**WRITTEN REQUEST**
Print verbatim the lines of the entries from the one containing "label the wooden hive" to the last, inclusive, and no others.

begin MATERIALS PROVIDED

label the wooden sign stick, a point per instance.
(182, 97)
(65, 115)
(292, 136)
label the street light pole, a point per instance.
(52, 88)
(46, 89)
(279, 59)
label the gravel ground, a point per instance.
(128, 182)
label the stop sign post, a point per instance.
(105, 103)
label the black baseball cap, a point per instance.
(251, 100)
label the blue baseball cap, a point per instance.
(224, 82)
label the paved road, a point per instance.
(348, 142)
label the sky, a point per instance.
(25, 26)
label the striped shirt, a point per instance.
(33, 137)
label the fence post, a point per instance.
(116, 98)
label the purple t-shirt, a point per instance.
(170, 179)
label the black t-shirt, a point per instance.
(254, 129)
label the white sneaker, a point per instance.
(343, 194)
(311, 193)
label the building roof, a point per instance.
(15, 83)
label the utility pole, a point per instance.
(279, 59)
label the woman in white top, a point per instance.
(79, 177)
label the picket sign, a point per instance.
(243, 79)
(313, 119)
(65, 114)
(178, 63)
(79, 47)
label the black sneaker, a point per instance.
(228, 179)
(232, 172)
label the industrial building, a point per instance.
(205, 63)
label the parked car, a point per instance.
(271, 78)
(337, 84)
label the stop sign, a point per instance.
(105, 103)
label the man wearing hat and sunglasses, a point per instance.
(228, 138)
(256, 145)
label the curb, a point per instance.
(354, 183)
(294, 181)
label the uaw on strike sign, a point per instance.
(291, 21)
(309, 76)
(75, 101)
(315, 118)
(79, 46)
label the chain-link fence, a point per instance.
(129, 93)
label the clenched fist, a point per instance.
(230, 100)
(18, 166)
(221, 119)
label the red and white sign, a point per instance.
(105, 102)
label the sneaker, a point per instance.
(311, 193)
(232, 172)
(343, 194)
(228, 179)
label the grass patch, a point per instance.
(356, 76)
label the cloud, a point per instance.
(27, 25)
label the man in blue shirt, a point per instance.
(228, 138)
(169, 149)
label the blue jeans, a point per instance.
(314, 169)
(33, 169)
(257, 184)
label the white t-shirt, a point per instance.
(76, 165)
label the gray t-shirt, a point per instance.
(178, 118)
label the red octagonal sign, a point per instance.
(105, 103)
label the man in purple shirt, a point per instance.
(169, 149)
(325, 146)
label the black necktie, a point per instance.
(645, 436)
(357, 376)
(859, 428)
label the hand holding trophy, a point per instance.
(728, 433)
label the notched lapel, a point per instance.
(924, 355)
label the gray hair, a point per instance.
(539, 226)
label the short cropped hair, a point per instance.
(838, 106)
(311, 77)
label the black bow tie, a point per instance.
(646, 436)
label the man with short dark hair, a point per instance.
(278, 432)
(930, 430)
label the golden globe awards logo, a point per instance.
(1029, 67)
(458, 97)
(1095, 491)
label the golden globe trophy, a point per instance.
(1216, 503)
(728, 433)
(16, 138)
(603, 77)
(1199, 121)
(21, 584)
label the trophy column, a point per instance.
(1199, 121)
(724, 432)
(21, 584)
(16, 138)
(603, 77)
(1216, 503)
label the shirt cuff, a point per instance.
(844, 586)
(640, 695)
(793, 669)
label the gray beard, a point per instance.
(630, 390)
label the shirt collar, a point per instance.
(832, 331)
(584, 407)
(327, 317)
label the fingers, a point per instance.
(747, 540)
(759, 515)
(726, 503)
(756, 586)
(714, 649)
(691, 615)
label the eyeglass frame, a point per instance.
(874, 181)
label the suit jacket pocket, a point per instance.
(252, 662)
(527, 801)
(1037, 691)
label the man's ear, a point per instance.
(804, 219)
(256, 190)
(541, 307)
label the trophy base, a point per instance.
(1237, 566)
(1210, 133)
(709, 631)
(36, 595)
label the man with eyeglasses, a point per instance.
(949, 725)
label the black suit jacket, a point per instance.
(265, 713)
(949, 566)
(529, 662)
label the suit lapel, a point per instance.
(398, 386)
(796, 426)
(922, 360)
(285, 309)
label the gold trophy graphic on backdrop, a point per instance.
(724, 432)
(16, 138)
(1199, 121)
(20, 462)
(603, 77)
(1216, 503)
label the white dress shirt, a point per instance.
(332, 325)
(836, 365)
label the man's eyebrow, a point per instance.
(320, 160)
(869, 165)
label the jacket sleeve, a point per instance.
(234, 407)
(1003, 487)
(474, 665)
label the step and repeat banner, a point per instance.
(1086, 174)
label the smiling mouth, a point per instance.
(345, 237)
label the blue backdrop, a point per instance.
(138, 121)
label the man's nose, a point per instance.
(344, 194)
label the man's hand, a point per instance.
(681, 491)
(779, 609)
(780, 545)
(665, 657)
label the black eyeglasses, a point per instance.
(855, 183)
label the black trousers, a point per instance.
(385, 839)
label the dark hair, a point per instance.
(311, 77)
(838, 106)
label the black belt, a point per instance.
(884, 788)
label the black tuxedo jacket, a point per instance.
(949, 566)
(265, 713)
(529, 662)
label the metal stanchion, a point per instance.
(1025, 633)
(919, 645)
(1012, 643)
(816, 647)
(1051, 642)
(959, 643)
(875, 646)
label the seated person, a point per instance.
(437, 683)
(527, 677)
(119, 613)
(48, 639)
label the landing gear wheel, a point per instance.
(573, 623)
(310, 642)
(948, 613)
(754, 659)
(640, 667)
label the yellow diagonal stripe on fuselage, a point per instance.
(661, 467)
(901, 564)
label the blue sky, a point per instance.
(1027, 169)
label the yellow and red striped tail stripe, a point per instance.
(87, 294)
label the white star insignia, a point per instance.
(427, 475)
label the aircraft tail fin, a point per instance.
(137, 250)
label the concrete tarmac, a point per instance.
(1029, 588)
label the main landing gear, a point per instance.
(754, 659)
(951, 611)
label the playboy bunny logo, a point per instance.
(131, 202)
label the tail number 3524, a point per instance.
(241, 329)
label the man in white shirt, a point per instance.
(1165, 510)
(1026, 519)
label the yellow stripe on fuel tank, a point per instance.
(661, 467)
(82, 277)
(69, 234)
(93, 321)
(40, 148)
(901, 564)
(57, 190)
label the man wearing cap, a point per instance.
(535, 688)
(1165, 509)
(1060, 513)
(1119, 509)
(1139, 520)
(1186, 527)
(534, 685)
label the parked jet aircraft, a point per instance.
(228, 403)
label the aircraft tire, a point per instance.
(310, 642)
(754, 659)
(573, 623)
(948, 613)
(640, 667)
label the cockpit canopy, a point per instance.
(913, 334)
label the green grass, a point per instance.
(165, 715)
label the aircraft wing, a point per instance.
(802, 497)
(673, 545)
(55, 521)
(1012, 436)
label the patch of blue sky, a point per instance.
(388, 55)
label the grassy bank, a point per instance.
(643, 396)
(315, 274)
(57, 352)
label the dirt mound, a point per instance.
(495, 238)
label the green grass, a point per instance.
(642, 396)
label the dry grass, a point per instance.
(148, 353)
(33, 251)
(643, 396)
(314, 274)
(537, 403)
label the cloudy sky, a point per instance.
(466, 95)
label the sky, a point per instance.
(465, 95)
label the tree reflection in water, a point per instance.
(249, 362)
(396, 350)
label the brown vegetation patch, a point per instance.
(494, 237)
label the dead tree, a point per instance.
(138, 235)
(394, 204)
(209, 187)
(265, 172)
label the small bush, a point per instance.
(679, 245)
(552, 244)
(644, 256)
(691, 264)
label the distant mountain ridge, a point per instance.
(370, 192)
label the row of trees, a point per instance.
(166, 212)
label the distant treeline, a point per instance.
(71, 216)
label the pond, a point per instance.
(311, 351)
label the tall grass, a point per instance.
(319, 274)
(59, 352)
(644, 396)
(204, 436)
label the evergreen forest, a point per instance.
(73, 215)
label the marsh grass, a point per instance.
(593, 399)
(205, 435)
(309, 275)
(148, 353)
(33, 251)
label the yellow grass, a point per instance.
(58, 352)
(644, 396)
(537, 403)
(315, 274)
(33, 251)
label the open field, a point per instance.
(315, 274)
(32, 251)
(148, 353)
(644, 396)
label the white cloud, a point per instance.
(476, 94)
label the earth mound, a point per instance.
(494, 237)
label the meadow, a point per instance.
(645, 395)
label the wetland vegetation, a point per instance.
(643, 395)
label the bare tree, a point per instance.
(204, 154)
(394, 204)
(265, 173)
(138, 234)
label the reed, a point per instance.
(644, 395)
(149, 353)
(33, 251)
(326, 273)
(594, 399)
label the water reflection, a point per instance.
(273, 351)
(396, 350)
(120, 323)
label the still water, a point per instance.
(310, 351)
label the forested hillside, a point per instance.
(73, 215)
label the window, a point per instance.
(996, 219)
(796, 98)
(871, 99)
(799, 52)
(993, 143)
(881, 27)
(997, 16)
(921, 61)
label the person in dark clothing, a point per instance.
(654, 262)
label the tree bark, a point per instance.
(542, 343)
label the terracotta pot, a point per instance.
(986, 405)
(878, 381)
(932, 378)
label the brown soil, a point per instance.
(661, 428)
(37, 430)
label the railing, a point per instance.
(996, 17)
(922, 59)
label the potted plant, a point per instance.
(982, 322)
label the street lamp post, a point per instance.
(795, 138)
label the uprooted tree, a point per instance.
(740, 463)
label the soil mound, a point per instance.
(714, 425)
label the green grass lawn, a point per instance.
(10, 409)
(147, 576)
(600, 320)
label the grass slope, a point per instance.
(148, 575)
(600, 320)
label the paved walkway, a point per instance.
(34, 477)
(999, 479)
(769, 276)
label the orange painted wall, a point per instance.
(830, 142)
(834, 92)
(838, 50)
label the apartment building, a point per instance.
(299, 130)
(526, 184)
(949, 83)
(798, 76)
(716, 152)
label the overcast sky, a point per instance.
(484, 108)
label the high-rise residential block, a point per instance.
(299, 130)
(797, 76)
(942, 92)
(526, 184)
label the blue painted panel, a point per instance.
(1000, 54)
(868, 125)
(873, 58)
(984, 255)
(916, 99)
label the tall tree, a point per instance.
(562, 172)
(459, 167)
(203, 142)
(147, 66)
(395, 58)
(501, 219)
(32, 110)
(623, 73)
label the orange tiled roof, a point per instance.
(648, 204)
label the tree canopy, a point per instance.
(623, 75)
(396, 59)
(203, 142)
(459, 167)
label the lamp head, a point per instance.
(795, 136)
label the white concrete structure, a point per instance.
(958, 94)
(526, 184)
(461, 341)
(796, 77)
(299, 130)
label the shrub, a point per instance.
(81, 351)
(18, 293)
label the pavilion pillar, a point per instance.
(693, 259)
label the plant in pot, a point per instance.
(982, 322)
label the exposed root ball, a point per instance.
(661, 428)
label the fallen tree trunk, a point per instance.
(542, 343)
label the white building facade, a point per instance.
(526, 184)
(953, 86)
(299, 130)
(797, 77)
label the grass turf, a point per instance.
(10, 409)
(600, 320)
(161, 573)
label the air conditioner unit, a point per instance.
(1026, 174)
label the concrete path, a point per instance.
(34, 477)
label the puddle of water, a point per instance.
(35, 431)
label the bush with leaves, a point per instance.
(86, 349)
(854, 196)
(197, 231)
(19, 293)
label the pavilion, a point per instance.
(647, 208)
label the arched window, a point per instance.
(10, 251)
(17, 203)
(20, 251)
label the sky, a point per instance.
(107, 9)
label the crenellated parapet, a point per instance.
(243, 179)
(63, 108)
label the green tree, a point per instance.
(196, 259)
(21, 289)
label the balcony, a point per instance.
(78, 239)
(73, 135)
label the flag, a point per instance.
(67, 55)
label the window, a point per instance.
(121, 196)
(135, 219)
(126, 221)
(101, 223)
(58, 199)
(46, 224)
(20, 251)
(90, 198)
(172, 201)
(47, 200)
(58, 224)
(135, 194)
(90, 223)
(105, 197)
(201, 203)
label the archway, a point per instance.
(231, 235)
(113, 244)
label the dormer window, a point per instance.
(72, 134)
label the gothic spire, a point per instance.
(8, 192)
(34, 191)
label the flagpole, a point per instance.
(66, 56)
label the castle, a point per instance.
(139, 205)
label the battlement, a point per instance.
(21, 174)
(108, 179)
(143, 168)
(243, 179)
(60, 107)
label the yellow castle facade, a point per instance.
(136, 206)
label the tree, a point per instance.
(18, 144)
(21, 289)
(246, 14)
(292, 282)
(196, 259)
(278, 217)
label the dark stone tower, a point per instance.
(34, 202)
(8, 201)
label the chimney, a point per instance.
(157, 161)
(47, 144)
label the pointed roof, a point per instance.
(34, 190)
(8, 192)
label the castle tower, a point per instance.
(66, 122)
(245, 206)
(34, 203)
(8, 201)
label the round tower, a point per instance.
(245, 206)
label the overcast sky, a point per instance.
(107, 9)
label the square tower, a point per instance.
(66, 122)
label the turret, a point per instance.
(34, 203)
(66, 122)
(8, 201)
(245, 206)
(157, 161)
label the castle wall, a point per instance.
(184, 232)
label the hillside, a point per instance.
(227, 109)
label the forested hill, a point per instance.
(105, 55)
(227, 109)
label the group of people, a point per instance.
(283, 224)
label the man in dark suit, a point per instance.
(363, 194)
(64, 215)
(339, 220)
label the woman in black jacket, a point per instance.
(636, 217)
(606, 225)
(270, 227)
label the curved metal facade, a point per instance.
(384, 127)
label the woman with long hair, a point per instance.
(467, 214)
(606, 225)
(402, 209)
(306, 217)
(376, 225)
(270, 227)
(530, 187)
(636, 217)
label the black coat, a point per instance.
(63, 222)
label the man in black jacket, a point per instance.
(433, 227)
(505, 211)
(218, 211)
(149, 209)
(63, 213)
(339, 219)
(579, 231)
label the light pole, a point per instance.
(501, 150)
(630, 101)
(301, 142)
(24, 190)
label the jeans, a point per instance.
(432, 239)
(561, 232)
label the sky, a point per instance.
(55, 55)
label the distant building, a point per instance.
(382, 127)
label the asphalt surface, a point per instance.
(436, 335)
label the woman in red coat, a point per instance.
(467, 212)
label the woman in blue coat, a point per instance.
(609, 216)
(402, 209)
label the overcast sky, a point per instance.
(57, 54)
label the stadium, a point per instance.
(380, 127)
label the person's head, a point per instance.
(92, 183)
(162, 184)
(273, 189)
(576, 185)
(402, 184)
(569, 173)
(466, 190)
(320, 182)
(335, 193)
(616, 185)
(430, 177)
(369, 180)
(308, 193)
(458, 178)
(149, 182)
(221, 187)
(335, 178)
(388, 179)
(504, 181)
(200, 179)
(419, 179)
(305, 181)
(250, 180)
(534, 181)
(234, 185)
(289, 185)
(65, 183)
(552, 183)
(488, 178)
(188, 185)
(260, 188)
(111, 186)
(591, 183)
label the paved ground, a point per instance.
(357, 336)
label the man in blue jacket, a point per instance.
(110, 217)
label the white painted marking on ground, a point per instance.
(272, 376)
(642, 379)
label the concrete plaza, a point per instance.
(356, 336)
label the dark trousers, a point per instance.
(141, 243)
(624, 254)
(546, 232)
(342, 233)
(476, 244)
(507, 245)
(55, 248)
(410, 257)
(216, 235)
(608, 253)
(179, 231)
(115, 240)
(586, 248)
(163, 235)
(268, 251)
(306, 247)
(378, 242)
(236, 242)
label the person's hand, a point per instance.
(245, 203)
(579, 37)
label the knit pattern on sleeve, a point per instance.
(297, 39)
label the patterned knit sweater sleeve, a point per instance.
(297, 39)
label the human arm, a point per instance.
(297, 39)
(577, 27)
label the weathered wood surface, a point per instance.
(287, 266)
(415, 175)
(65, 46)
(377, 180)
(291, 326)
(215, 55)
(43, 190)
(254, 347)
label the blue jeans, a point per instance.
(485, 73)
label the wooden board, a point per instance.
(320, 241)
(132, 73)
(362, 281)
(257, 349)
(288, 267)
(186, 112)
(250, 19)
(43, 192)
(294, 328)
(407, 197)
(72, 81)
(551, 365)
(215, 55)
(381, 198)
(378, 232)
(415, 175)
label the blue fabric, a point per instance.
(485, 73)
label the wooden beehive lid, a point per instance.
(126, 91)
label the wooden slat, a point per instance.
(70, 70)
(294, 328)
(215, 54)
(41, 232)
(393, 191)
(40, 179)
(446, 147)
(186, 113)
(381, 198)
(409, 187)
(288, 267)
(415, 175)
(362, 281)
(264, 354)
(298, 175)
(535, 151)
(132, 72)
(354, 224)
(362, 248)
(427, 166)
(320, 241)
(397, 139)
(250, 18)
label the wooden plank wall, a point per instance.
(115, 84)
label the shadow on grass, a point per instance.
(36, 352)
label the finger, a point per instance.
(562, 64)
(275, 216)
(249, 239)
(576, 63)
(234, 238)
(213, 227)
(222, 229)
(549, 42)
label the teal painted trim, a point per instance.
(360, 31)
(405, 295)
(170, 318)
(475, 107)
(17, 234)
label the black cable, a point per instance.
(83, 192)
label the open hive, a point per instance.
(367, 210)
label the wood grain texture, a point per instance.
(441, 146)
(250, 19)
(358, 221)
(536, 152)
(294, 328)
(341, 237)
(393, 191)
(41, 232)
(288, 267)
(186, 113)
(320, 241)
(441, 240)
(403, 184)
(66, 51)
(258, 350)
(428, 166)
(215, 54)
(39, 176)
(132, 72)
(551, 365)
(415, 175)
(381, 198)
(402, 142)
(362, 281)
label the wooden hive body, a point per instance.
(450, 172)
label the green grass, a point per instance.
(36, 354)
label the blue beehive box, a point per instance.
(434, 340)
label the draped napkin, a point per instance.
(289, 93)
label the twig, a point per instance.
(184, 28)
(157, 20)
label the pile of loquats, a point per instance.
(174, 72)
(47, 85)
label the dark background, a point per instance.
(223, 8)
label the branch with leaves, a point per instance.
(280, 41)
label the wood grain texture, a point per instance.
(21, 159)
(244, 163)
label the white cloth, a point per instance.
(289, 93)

end MATERIALS PROVIDED

**RIGHT ANSWER**
label the wooden hive body, a point per instance.
(450, 172)
label the green grass, a point per instance.
(36, 354)
label the blue beehive box, a point per instance.
(434, 340)
label the draped napkin, a point per instance.
(289, 93)
label the twig, a point per instance.
(184, 28)
(157, 20)
label the pile of loquats, a point per instance.
(174, 72)
(47, 85)
label the dark background, a point per instance.
(223, 8)
label the branch with leaves, a point per instance.
(280, 41)
label the wood grain texture, a point per instance.
(21, 159)
(244, 163)
label the white cloth, a point per instance.
(289, 93)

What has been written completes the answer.